Try it: Give each line of the records again exactly and omit every picture.

Dataset records START

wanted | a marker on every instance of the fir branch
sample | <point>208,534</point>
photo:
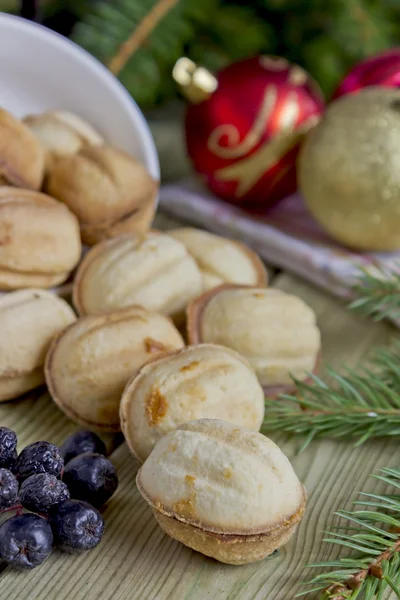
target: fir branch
<point>139,34</point>
<point>374,537</point>
<point>361,404</point>
<point>378,293</point>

Dataset records END

The completed task:
wanted | a marker on every instance of the fir branch
sample | <point>208,534</point>
photo:
target: fir branch
<point>139,34</point>
<point>374,537</point>
<point>361,404</point>
<point>378,293</point>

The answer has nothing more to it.